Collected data
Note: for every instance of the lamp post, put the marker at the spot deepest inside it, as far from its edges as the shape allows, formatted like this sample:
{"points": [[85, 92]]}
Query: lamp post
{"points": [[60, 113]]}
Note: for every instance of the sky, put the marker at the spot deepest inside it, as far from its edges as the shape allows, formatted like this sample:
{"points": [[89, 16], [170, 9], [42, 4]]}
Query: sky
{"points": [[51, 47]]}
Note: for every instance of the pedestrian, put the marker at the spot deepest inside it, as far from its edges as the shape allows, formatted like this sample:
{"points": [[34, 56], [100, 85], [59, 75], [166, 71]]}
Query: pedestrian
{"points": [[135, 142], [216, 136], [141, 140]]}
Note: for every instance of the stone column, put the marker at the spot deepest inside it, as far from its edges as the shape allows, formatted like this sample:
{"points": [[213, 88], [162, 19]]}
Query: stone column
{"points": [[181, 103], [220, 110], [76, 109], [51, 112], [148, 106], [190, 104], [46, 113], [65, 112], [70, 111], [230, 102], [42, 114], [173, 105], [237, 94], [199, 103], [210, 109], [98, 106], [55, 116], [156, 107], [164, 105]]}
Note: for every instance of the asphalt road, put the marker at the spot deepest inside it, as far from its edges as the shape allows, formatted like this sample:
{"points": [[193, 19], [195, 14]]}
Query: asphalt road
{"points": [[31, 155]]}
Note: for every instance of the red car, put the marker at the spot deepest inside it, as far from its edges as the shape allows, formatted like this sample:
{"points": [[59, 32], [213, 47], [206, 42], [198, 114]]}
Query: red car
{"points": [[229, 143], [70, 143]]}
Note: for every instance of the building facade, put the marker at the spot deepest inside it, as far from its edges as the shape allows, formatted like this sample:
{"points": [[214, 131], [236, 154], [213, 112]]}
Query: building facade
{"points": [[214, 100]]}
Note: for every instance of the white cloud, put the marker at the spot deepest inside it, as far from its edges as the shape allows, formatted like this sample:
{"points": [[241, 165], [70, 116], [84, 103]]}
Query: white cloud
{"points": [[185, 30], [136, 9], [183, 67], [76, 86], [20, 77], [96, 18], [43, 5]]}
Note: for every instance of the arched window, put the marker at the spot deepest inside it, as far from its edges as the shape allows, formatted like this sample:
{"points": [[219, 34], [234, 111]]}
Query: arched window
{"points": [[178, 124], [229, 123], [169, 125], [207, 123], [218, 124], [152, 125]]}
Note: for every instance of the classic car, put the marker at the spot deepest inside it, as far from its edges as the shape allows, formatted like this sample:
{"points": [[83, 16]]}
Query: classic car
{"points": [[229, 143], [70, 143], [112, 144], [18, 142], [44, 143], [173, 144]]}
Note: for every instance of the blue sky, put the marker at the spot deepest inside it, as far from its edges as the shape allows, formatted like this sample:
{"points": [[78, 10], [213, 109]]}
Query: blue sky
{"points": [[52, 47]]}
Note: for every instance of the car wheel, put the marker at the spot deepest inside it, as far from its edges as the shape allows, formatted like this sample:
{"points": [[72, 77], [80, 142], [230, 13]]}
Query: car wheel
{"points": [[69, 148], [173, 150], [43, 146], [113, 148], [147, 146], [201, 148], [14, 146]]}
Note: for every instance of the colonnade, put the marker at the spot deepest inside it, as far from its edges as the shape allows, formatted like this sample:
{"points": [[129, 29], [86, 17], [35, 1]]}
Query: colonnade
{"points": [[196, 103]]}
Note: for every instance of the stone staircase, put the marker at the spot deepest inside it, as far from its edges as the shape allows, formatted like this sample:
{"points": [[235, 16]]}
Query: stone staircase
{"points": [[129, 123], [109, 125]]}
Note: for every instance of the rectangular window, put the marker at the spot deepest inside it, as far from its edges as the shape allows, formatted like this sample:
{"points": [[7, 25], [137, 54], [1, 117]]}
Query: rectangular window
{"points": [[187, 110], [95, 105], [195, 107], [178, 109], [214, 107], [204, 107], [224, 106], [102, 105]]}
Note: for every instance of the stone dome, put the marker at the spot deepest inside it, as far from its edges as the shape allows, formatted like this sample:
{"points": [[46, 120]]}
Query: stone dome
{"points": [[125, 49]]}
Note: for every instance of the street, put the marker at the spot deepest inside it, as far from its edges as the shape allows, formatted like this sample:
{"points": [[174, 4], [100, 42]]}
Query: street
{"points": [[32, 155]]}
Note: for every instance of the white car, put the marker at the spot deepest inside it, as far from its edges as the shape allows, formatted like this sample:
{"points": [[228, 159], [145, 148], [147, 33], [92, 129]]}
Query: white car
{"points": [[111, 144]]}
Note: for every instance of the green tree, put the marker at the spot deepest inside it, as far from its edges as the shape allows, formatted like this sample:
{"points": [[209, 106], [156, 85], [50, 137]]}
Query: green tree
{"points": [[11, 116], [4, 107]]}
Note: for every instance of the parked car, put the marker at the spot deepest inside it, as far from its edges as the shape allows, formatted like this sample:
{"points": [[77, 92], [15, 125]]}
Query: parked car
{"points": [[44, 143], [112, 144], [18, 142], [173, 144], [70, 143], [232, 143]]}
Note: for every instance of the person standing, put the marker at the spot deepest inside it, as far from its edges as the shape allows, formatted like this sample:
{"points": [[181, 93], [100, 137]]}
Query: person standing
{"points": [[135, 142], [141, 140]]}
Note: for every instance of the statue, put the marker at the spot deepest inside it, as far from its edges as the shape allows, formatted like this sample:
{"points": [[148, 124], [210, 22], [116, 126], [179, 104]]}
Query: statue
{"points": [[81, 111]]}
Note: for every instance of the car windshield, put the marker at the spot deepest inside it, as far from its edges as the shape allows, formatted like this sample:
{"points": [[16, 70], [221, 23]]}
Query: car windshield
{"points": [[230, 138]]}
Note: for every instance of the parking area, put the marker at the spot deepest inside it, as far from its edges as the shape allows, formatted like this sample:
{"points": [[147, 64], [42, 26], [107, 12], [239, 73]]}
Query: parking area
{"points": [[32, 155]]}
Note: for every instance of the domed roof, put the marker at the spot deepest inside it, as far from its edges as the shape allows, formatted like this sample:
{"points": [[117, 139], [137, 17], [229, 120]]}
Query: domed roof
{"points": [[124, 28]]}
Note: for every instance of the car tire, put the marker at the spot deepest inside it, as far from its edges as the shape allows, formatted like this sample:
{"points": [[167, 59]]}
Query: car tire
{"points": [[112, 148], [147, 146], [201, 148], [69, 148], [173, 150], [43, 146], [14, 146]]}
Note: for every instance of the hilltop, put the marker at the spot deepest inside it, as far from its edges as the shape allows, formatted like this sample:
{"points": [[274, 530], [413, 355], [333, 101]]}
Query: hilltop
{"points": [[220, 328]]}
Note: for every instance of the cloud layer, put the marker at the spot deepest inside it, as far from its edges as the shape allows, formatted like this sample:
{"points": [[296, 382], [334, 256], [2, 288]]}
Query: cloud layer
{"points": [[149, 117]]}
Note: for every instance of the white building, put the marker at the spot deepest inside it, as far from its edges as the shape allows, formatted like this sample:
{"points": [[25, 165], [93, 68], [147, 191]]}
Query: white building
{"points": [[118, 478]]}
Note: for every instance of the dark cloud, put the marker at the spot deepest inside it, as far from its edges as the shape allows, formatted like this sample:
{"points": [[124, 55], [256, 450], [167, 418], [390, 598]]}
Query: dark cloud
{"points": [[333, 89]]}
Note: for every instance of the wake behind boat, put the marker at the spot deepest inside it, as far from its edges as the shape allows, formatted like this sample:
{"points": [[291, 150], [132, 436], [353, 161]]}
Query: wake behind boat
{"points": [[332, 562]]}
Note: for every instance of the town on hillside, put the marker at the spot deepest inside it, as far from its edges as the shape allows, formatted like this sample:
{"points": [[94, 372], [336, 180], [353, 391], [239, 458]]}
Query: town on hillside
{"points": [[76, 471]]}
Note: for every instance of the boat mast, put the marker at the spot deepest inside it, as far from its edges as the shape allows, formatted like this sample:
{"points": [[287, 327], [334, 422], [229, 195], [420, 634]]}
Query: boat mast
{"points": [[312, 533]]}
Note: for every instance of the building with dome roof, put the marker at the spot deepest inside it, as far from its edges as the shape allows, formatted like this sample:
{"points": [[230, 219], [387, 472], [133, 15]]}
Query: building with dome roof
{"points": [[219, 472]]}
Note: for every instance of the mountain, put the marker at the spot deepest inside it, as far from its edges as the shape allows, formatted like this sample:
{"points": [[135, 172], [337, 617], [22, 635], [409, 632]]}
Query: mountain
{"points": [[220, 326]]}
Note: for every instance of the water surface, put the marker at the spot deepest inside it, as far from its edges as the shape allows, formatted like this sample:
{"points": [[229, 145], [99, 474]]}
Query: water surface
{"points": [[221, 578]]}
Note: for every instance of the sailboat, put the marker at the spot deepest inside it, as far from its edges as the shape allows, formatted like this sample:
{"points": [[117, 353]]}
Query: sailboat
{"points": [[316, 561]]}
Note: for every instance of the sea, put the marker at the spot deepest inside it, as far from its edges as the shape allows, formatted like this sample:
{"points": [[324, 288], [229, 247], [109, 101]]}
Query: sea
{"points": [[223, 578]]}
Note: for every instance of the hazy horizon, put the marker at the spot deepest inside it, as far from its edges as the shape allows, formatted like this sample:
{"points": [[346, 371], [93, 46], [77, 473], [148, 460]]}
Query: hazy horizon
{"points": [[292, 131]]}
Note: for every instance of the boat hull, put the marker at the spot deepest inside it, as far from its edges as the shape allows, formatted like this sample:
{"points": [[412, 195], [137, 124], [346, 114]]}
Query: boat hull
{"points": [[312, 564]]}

==

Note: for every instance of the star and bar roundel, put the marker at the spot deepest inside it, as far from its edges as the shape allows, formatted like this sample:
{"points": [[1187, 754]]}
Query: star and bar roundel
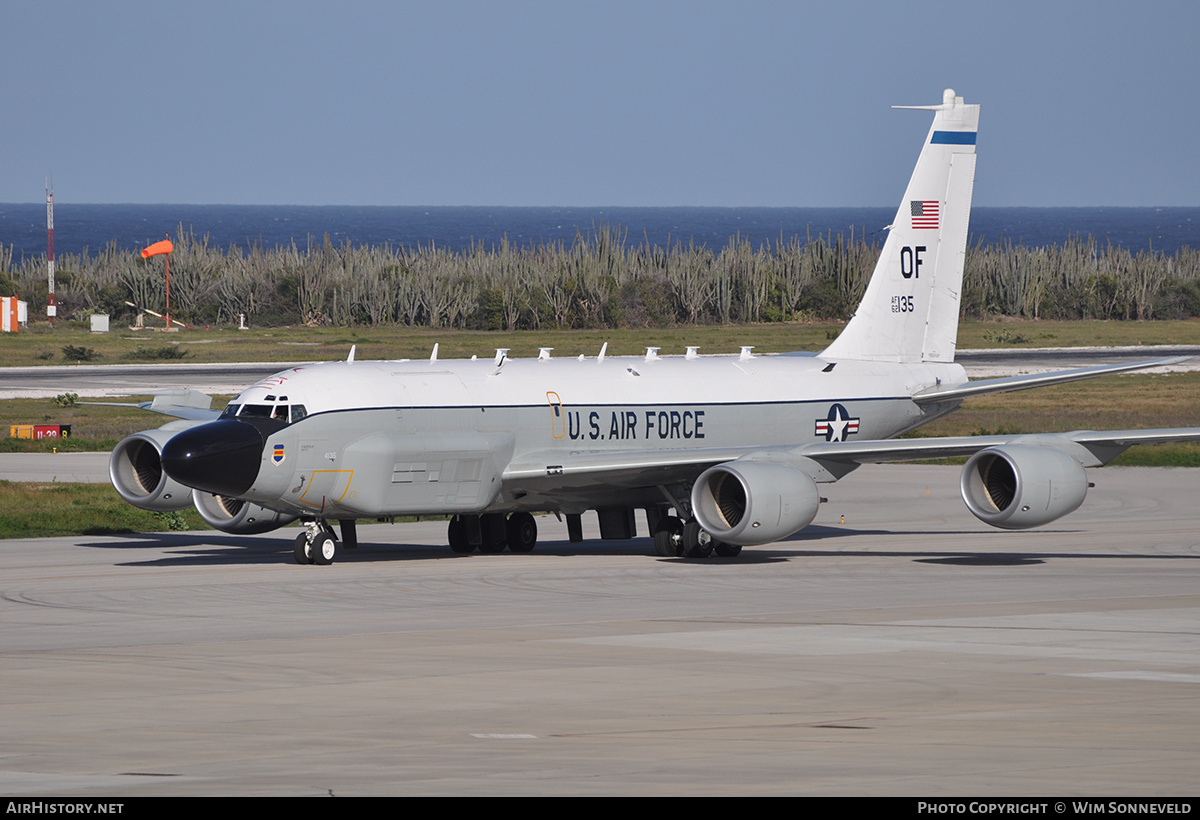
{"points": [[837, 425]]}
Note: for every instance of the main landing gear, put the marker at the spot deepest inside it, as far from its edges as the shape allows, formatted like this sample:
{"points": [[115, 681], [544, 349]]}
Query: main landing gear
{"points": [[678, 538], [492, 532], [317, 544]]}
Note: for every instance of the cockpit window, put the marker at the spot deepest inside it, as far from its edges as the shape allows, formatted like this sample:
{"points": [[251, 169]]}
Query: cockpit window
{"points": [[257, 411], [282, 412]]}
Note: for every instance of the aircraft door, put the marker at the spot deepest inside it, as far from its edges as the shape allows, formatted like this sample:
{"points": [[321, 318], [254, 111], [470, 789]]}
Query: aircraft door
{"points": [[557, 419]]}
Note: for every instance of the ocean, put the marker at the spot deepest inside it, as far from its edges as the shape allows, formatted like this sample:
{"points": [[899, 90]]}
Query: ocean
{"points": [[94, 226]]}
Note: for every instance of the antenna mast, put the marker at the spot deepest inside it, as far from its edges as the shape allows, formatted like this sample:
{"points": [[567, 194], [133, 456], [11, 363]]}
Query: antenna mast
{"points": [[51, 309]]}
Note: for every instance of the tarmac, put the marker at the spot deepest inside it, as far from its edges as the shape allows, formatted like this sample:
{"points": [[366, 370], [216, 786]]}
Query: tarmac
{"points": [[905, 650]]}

» **PROBLEM TO WORK ON**
Report how many lines of the material contain the string "window". Case counts. Give only the number.

» **SOLUTION TO THIS PROBLEM**
6